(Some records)
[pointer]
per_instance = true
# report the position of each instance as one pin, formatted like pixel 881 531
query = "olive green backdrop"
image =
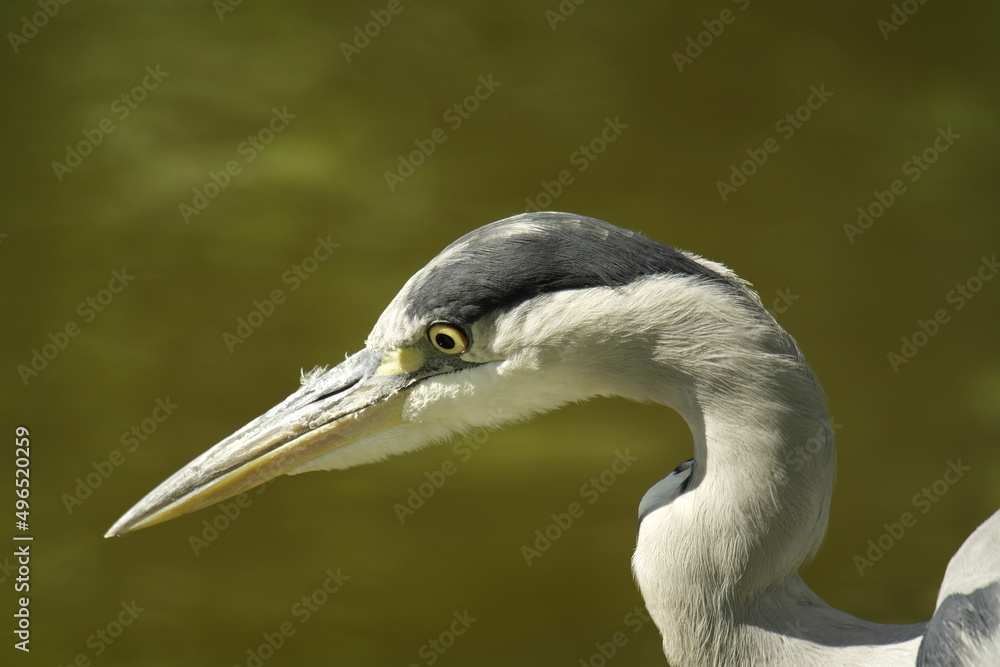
pixel 204 151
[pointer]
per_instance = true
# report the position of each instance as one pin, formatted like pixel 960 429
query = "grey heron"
pixel 535 311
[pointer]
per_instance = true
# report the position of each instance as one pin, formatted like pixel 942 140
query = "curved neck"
pixel 718 564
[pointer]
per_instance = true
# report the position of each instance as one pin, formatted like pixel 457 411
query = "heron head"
pixel 513 319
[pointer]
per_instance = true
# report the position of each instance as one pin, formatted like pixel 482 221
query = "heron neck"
pixel 718 565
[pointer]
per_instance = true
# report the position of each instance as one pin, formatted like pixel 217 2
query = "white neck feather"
pixel 718 564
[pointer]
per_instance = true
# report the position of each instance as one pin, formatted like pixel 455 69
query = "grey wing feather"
pixel 965 628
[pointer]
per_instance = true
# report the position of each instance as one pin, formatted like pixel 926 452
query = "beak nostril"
pixel 334 392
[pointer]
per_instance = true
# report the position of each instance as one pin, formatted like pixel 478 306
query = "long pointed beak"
pixel 344 404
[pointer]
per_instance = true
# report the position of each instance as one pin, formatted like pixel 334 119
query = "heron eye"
pixel 448 339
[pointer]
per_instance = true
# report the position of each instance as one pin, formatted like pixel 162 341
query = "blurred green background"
pixel 211 76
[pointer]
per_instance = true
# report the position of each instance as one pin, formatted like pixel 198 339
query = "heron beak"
pixel 361 396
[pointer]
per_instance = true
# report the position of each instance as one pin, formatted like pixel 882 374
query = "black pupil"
pixel 444 341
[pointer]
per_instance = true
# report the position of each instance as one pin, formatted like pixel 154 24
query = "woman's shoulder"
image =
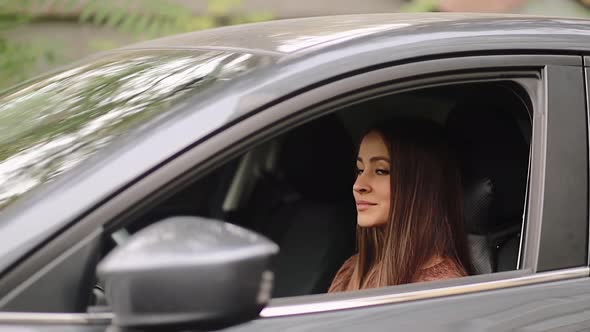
pixel 344 274
pixel 443 268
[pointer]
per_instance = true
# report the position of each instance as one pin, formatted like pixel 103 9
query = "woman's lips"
pixel 362 205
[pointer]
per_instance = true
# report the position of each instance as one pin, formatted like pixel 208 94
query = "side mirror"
pixel 188 272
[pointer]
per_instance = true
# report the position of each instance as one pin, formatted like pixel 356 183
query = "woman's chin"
pixel 365 223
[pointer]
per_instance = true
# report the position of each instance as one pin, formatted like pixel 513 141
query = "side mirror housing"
pixel 188 272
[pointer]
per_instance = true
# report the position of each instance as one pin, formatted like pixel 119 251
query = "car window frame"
pixel 314 103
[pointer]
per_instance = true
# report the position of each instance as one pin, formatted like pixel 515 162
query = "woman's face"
pixel 372 186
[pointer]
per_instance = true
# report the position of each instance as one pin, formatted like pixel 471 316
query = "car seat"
pixel 306 207
pixel 493 152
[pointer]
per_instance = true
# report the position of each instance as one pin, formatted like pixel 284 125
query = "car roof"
pixel 296 36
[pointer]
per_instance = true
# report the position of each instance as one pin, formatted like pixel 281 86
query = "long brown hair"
pixel 426 214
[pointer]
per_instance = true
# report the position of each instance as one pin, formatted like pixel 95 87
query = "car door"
pixel 549 289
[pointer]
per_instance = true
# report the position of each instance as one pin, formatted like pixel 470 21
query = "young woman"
pixel 409 210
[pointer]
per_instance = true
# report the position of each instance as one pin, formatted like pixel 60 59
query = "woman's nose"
pixel 361 185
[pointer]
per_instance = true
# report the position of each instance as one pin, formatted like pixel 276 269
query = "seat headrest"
pixel 317 160
pixel 493 155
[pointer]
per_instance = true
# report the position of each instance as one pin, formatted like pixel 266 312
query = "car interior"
pixel 296 188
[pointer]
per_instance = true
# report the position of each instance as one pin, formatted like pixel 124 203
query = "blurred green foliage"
pixel 141 19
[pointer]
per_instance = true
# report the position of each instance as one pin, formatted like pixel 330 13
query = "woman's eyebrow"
pixel 377 158
pixel 374 159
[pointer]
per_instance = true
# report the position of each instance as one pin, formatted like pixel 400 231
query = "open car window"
pixel 296 188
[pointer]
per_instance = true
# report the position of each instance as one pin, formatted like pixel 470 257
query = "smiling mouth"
pixel 362 206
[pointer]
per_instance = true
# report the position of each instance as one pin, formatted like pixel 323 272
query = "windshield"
pixel 52 124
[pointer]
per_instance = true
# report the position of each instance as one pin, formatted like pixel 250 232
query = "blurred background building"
pixel 37 35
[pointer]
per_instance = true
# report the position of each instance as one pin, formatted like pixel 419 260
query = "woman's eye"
pixel 382 172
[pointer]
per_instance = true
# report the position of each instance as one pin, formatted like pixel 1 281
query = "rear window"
pixel 51 124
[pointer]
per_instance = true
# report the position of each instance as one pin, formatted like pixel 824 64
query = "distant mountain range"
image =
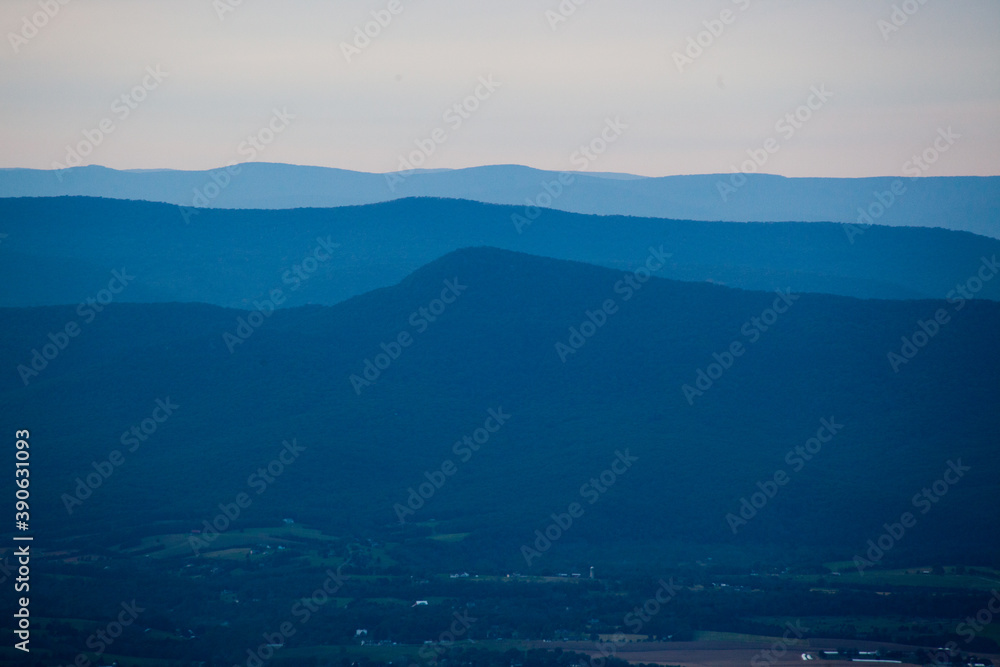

### Exercise brief
Reproduce all of the rows above verbatim, leaving out the pictures.

### Solution to the problem
[pointer]
per_instance = true
# report the position of each instance as one pin, formatted like pixel 881 531
query = "olive green backdrop"
image =
pixel 204 151
[pointer]
per_instance = true
# report the position of each instance as one pin, formatted like pixel 960 429
query = "grey heron"
pixel 535 311
[pointer]
per_instance = true
# report the position of each instance as one pin, formatted like pixel 942 140
query = "curved neck"
pixel 718 564
[pointer]
per_instance = true
# report the position of each instance as one pin, formatted like pixel 457 411
query = "heron head"
pixel 513 319
[pointer]
per_instance = true
# report the position of each instance as one pin, formatted like pixel 482 221
query = "heron neck"
pixel 718 565
[pointer]
per_instance = true
# report the position of each instance as one pin, formatted like pixel 217 2
query = "white neck feather"
pixel 718 564
[pointer]
per_instance = true
# report the position of each instance as one pin, formatted like pixel 455 69
query = "grey wing feather"
pixel 965 628
[pointer]
per_instance = true
# report the position of each instance as one pin, formatted like pixel 926 452
query = "beak nostril"
pixel 334 392
[pointer]
per_instance = true
# report the position of each instance as one pin, formatted like pixel 478 306
query = "long pointed beak"
pixel 344 404
[pointer]
per_instance = true
# report the position of each instance as one pin, formatted like pixel 334 119
query = "heron eye"
pixel 448 339
[pointer]
per_instance = true
# report the position of each instance as one pin, formatted like pixel 162 341
query = "blurred green background"
pixel 211 76
[pointer]
per_instance = true
# report the position of each instance as one pin, formatted like pixel 198 339
query = "heron beak"
pixel 361 396
[pointer]
per_instance = true
# report the position of each instance as one pin, formatted like pixel 882 374
query = "black pupil"
pixel 444 341
[pointer]
per_instance = true
# report the position of each instance as one pin, formatted like pixel 154 24
query = "woman's shoulder"
image =
pixel 344 274
pixel 443 268
[pointer]
per_instance = true
# report the position of each instance as one pin, formatted like pixel 103 9
query = "woman's lips"
pixel 362 205
[pointer]
per_instance = true
# report the position of each instance as one pin, formatted like pixel 208 94
query = "side mirror"
pixel 188 272
[pointer]
per_instance = true
# report the position of each instance as one pin, formatted like pixel 356 183
query = "woman's chin"
pixel 365 223
[pointer]
per_instance = true
# report the position of each instance as one pin, formatted like pixel 513 141
query = "side mirror housing"
pixel 188 272
[pointer]
per_instance = true
# report the position of each instance as one pin, formatted like pixel 119 251
query = "car window frame"
pixel 314 103
[pointer]
per_instance = true
# report the position of each instance as one pin, formatted like pixel 515 162
query = "woman's face"
pixel 372 186
[pointer]
per_instance = true
# report the position of each instance as one pin, formatted like pixel 471 316
query = "car seat"
pixel 306 207
pixel 493 152
[pointer]
per_instance = true
# report the position of each instance as one pin, formatted like pixel 284 125
query = "car roof"
pixel 296 36
[pointer]
per_instance = true
# report the position of each instance as one pin, formatted like pixel 281 86
query = "long brown hair"
pixel 426 214
[pointer]
per_instance = true
# report the position of each instance as one pin, formatted like pixel 95 87
query = "car door"
pixel 549 289
[pointer]
per_instance = true
# report the position of each instance as one pin, formatted like pixel 470 21
query = "young woman"
pixel 409 210
[pointer]
per_instance = true
# report the position of each instance as one pin, formatted like pixel 60 59
query = "woman's nose"
pixel 361 185
[pointer]
per_instance = true
# report the position of each instance as one pin, formatted like pixel 276 269
query = "seat headrest"
pixel 317 160
pixel 493 155
[pointer]
per_instance = true
# report the position of each instance as one pin, formatted like pixel 266 312
query = "car interior"
pixel 296 188
[pointer]
per_instance = true
# report the position of each instance as one pin, formatted like pixel 124 203
query = "blurred green foliage"
pixel 141 19
[pointer]
per_instance = true
# report the position of each instance as one pin, formatted like pixel 330 13
query = "woman's eyebrow"
pixel 377 158
pixel 374 159
[pointer]
per_instance = true
# report the position of each instance as one pin, formatted like pixel 400 231
query = "open car window"
pixel 296 188
[pointer]
per_instance = true
# report the position of each instance as one pin, formatted like pixel 470 257
query = "smiling mouth"
pixel 362 206
[pointer]
per_instance = true
# report the position of each instance as one pin, formatted like pixel 323 272
query = "windshield"
pixel 52 124
[pointer]
per_instance = true
# report the position of each instance as one pin, formatted like pixel 250 232
query = "blurred background building"
pixel 37 35
[pointer]
per_instance = true
# report the position of each instance as one pin, formatted like pixel 419 260
query = "woman's eye"
pixel 382 172
[pointer]
per_instance = true
# report the position of each instance as one pin, formatted like pixel 1 281
query = "rear window"
pixel 51 124
[pointer]
per_instance = true
# report the position of each instance as one pin, formatted like pixel 824 64
query = "distant mountain range"
image =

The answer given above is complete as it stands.